Exercise objective. From the first line to the last, repeat the data below exactly.

Referring expression pointing data:
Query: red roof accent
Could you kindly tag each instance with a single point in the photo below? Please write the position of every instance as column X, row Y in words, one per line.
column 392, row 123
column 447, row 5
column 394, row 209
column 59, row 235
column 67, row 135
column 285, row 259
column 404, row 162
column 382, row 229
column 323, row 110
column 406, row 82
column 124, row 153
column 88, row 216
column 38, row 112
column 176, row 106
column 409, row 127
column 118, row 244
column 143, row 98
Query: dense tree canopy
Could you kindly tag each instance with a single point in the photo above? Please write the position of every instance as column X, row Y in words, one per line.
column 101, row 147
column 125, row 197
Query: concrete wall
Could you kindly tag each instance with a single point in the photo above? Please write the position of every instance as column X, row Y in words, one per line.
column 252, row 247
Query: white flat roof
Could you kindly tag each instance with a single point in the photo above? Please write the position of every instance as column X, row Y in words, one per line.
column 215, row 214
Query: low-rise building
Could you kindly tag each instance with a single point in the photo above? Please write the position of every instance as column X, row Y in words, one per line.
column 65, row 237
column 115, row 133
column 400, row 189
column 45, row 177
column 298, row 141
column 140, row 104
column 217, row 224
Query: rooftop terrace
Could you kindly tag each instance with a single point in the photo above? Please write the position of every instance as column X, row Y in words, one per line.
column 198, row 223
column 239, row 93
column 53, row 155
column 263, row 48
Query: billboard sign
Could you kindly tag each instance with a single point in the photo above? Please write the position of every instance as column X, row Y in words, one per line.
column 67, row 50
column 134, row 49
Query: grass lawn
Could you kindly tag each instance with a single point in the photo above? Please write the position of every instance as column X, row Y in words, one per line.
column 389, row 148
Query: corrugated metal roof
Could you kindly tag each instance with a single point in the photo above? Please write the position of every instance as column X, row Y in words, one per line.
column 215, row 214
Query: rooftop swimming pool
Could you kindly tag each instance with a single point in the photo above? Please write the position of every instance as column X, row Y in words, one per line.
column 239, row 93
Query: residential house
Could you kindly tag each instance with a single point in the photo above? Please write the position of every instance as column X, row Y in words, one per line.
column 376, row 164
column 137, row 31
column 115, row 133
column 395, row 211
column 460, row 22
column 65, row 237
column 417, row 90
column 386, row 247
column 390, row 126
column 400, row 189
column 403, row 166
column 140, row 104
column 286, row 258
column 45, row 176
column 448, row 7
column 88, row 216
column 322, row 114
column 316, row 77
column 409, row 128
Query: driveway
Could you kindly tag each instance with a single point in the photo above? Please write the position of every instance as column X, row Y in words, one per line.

Solution to this problem.
Query: red roof accent
Could you kindly tag each instance with a single point in the photo below? Please write the position of every instance as column X, row Y in words, one per line.
column 392, row 123
column 447, row 5
column 394, row 209
column 59, row 235
column 67, row 135
column 285, row 259
column 404, row 162
column 382, row 229
column 323, row 110
column 406, row 82
column 124, row 153
column 88, row 216
column 38, row 112
column 176, row 106
column 409, row 127
column 118, row 244
column 143, row 98
Query: dense tree canopy
Could you kindly tag each instance with a single point in the photo above? Please write the position of every instance as column X, row Y in words, one per line.
column 101, row 147
column 125, row 197
Query: concrete wall
Could you kindly tag each instance with a single point in the photo above? Please write the position of every instance as column X, row Y in words, one per line.
column 252, row 247
Query: white flat roof
Could you kindly tag each instance with a single point in the photo above? Please write the position of every instance as column X, row Y in words, one per line.
column 215, row 214
Query: low-rise building
Could you kindly tag each instance with a single point in the photo above? Please write the position of every instance as column X, row Y in words, one per line.
column 65, row 237
column 115, row 133
column 400, row 189
column 45, row 177
column 298, row 141
column 140, row 104
column 217, row 224
Query: rooftop terrace
Could you kindly tag each instance with a single point in the photo above? Please write the position of every instance as column X, row Y in words, one per line.
column 198, row 223
column 239, row 93
column 53, row 155
column 263, row 48
Query: billboard sign
Could you kindly tag each instance with a single point in the photo above? Please write the position of every instance as column X, row Y in words, one per line.
column 67, row 50
column 134, row 49
Query: grass lawn
Could you kindly tag each instance with a single point in the photo above? Please write the position of every instance as column X, row Y in words, one per line.
column 389, row 148
Query: corrugated metal roof
Could you kindly tag each instance with a single point in the photo above? Please write the position of every instance as column X, row Y in words, one per line.
column 215, row 214
Query: rooftop swimming pool
Could you kindly tag each instance with a single point in the photo above? Please write the position of every instance as column X, row Y in words, one per line.
column 239, row 93
Query: residential house
Could you kindly tag each instance with a single point in the photo above? Please write the position of every instance as column X, row Y in words, one per line.
column 376, row 164
column 137, row 31
column 115, row 133
column 395, row 211
column 460, row 22
column 65, row 237
column 417, row 90
column 386, row 247
column 390, row 126
column 400, row 189
column 403, row 166
column 140, row 104
column 286, row 258
column 45, row 176
column 448, row 7
column 88, row 216
column 322, row 114
column 316, row 77
column 409, row 128
Query: driveway
Could you kindly tag each instance with a single point in the photo above? Please write the position of every instance as column X, row Y in words, one per line.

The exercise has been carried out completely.